Abstract:Data-driven robotic learning faces an obvious dilemma: robust policies demand large-scale, high-quality demonstration data, yet collecting such data remains a major challenge owing to high operational costs, dependence on specialized hardware, and the limited spatial generalization capability of current methods. The Universal Manipulation Interface (UMI) relaxes the strict hardware requirements for data collection, but it is restricted to capturing only RGB images of a scene and omits the 3D geometric information on which many tasks rely. Inspired by DemoGen, we propose UMIGen, a unified framework that consists of two key components: (1) Cloud-UMI, a handheld data collection device that requires no visual SLAM and simultaneously records point cloud observation-action pairs; and (2) a visibility-aware optimization mechanism that extends the DemoGen pipeline to egocentric 3D observations by generating only points within the camera's field of view. These two components enable efficient data generation that aligns with real egocentric observations and can be directly transferred across different robot embodiments without any post-processing. Experiments in both simulated and real-world settings demonstrate that UMIGen supports strong cross-embodiment generalization and accelerates data collection in diverse manipulation tasks.

---------------

**Work item:**
Answer these questions about the abstract above:
1. What does the Universal Manipulation Interface capture of a scene?
2. What does Cloud-UMI record?
3. Which points does the visibility-aware optimization mechanism generate?

---------------

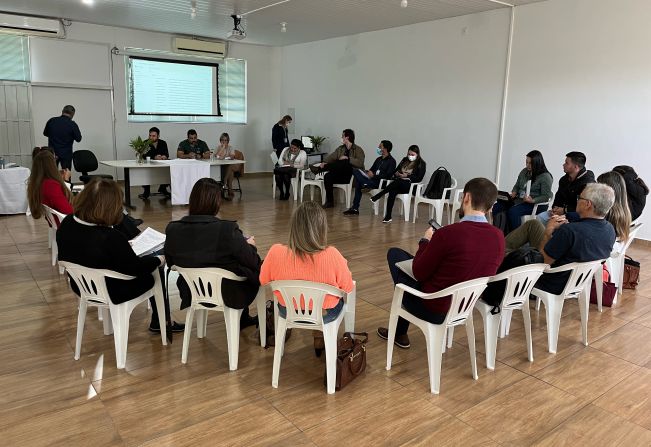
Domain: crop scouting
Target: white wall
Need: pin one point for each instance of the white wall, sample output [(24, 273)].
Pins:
[(254, 138), (581, 80), (436, 84)]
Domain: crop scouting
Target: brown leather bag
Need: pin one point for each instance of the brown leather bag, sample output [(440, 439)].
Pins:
[(351, 358), (631, 273)]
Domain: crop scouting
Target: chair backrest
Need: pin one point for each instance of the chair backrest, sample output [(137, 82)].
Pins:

---------------

**Written response:**
1. It captures only RGB images of a scene.
2. It simultaneously records point cloud observation-action pairs.
3. It generates only points within the camera's field of view.